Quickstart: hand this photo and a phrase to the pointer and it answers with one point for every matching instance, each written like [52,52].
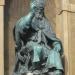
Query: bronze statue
[37,48]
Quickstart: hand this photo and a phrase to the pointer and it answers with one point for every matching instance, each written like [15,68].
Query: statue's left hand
[57,46]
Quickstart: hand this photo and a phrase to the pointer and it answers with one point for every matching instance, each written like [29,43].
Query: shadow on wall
[65,65]
[6,48]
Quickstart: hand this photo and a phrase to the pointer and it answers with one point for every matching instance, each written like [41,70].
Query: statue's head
[37,4]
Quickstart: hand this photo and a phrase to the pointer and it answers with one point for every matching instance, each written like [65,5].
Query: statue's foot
[37,72]
[57,72]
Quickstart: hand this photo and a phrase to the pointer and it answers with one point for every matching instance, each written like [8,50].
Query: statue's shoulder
[21,21]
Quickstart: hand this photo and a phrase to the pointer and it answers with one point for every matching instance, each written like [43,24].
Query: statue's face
[38,12]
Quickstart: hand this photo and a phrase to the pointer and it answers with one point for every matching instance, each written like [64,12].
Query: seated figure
[37,49]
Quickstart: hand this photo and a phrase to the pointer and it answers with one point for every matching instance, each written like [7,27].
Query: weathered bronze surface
[37,48]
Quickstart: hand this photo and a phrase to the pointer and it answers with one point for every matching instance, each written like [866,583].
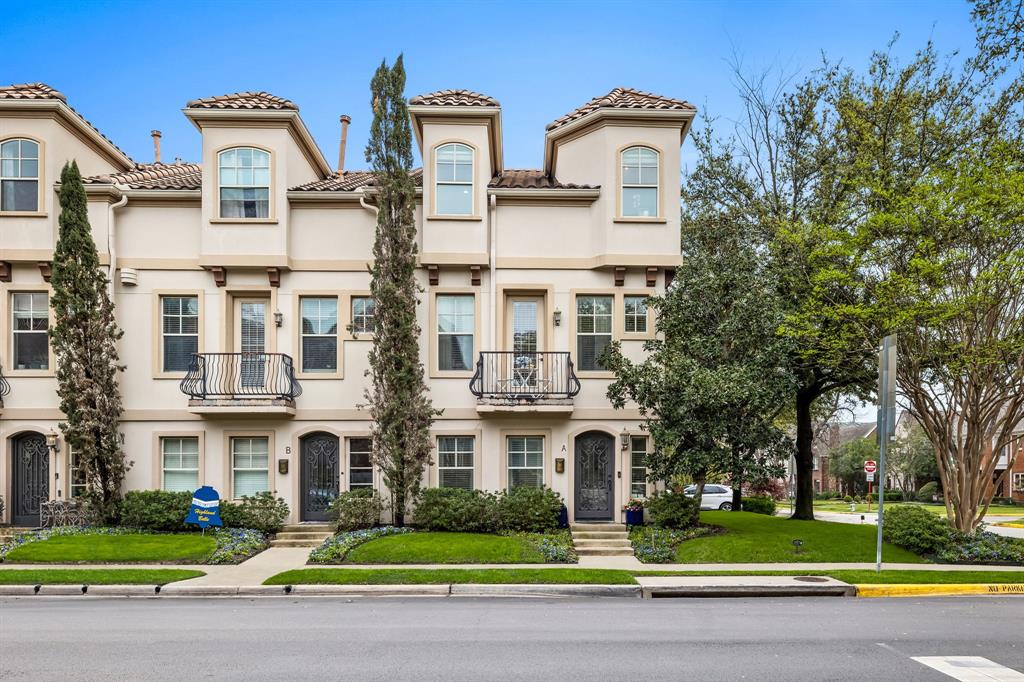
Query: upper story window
[244,174]
[640,182]
[454,179]
[19,175]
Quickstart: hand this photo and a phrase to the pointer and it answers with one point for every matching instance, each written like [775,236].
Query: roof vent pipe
[345,120]
[156,145]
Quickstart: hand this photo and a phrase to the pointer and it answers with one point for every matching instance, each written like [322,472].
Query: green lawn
[95,576]
[133,548]
[449,576]
[445,548]
[759,539]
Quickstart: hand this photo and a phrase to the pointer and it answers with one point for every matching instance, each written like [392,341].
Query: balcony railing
[524,377]
[241,376]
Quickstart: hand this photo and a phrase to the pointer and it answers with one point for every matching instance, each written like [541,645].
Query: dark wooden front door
[31,483]
[320,475]
[594,476]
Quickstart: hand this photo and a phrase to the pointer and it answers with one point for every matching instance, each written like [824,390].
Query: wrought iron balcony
[226,383]
[514,378]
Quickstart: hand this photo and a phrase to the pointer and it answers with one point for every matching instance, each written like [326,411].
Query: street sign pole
[886,426]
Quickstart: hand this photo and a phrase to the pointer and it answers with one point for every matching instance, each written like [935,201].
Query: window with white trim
[179,459]
[179,325]
[525,461]
[250,465]
[454,179]
[639,168]
[320,333]
[593,330]
[19,175]
[30,320]
[455,462]
[244,175]
[360,467]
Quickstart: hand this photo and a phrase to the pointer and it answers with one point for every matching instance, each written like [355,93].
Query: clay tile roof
[623,98]
[454,98]
[350,180]
[155,176]
[532,179]
[243,100]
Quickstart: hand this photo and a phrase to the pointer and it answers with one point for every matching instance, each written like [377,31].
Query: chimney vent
[156,145]
[345,120]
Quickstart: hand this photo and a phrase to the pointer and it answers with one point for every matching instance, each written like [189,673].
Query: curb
[939,590]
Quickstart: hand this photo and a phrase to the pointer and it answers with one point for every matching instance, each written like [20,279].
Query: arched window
[244,175]
[454,179]
[19,175]
[640,182]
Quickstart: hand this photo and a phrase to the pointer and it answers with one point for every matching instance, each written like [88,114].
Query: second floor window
[180,331]
[639,182]
[320,334]
[456,325]
[19,175]
[244,174]
[454,180]
[30,320]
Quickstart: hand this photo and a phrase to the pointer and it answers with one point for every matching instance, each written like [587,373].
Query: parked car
[715,496]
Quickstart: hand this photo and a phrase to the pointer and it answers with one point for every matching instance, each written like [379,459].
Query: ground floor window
[525,461]
[360,468]
[638,467]
[455,462]
[250,458]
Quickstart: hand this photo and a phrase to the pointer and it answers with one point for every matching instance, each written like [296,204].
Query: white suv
[715,496]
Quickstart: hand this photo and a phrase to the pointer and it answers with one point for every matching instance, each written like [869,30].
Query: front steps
[601,540]
[302,535]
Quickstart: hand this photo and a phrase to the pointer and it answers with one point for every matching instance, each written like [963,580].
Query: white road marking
[971,669]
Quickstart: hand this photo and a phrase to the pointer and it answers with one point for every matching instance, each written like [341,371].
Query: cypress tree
[84,338]
[399,402]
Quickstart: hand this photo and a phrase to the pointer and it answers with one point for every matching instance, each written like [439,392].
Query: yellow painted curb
[937,590]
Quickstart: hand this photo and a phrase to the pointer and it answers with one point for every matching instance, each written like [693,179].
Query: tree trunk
[803,508]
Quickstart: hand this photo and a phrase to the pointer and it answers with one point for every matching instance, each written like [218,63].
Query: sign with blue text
[205,509]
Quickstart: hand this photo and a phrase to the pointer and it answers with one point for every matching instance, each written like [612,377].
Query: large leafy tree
[84,337]
[399,402]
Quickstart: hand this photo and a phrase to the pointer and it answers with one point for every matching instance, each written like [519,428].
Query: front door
[594,476]
[320,477]
[31,482]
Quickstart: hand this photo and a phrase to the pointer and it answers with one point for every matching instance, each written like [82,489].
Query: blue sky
[131,67]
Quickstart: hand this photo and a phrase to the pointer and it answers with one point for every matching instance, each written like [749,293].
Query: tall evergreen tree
[84,337]
[399,402]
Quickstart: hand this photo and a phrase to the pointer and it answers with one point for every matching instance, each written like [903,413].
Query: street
[526,639]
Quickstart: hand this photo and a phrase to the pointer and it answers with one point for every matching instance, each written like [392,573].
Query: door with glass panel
[250,343]
[523,369]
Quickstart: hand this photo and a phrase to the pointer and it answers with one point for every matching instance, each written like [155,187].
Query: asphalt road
[476,639]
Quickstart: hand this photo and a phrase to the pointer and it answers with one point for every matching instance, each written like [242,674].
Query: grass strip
[452,576]
[95,576]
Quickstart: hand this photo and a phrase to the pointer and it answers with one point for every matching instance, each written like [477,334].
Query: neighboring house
[241,283]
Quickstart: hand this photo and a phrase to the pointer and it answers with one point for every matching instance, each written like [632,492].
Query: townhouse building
[241,283]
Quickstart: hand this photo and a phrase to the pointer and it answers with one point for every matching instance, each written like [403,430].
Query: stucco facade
[520,266]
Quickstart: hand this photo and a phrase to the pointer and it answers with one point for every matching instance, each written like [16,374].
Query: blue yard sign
[205,509]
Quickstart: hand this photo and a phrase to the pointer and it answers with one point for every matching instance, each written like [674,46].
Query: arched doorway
[31,478]
[320,475]
[594,476]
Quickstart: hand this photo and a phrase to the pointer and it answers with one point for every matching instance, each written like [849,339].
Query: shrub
[262,512]
[356,509]
[673,510]
[915,529]
[156,510]
[760,505]
[528,509]
[457,510]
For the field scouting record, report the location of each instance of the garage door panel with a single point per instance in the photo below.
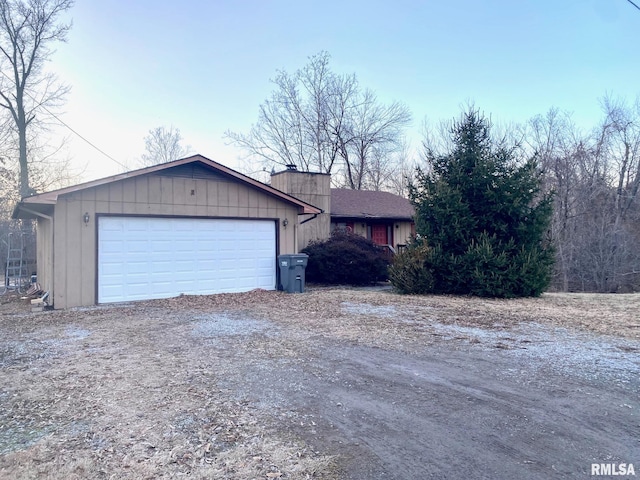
(149, 257)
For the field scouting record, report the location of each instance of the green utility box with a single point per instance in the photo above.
(292, 268)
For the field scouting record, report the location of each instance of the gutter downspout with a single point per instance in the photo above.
(47, 217)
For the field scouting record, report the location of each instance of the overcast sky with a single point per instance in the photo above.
(205, 66)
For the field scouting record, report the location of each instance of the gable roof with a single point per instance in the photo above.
(347, 203)
(51, 198)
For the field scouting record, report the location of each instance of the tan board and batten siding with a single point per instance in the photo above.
(75, 243)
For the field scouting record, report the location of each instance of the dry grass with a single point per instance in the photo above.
(130, 391)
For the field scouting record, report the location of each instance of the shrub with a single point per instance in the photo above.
(408, 273)
(483, 218)
(345, 258)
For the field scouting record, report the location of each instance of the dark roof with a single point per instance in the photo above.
(51, 198)
(347, 203)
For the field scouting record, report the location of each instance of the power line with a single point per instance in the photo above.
(68, 126)
(635, 5)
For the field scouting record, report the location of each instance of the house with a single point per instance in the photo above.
(189, 226)
(382, 217)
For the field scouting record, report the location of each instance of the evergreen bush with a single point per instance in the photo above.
(481, 219)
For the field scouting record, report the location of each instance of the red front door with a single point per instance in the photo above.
(379, 234)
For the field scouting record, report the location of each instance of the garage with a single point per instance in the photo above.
(143, 258)
(191, 226)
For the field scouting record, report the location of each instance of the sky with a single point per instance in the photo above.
(204, 67)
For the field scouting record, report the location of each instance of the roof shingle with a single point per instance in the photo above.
(369, 204)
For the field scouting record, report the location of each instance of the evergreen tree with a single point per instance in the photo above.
(481, 221)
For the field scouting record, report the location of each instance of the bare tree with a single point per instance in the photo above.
(319, 120)
(163, 145)
(27, 30)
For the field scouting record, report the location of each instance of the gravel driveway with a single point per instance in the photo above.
(333, 383)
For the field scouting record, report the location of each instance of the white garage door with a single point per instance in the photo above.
(146, 257)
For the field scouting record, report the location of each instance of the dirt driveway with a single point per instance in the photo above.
(333, 383)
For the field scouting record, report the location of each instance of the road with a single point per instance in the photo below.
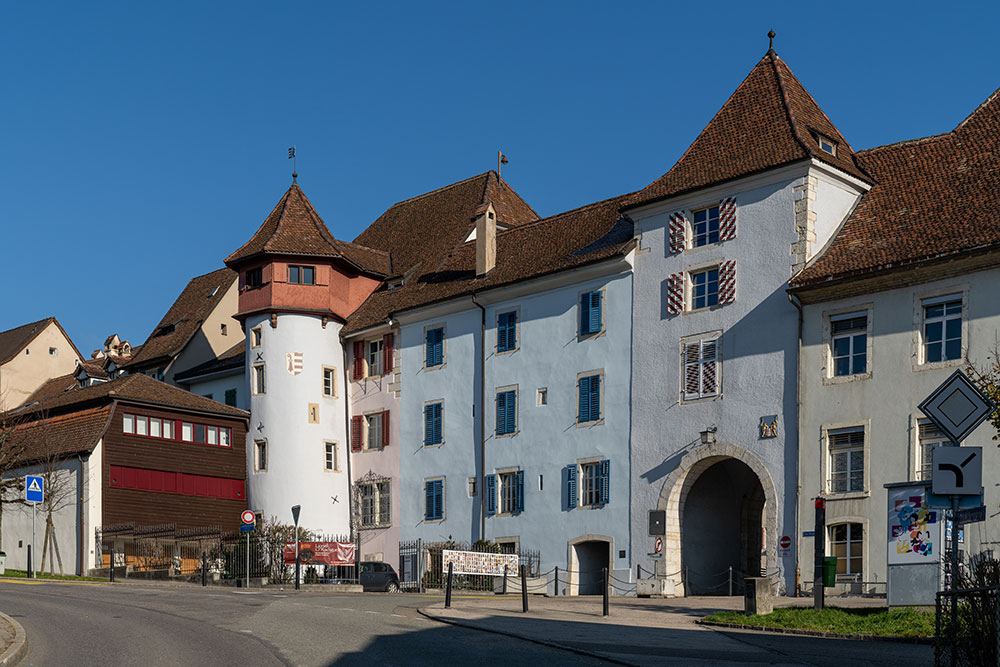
(150, 626)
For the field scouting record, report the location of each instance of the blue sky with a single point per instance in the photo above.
(143, 142)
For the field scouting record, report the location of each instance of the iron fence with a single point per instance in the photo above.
(966, 628)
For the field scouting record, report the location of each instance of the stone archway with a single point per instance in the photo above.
(674, 494)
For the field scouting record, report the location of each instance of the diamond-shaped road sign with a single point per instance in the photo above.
(957, 407)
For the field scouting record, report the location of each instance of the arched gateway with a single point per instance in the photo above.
(721, 512)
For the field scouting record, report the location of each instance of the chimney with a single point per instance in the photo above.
(486, 241)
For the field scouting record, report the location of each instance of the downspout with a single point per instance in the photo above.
(794, 300)
(482, 418)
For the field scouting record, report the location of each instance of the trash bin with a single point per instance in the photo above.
(829, 570)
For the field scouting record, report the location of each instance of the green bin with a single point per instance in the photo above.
(830, 571)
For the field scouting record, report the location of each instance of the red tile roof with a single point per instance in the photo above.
(582, 236)
(295, 228)
(933, 198)
(418, 229)
(770, 120)
(182, 321)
···
Take the lines from the start of the entries through the line containing "written like [15,68]." and set them down exactly, leaving out every picture.

Quickstart: hand this photo and a phrase to the pointer and it answers with one point for every matching instance, each written like [52,52].
Query: bronze statue
[37,48]
Quickstart: hand this photo and a phrase to the pointer and it answers with one point for every matching instance, each written like [15,68].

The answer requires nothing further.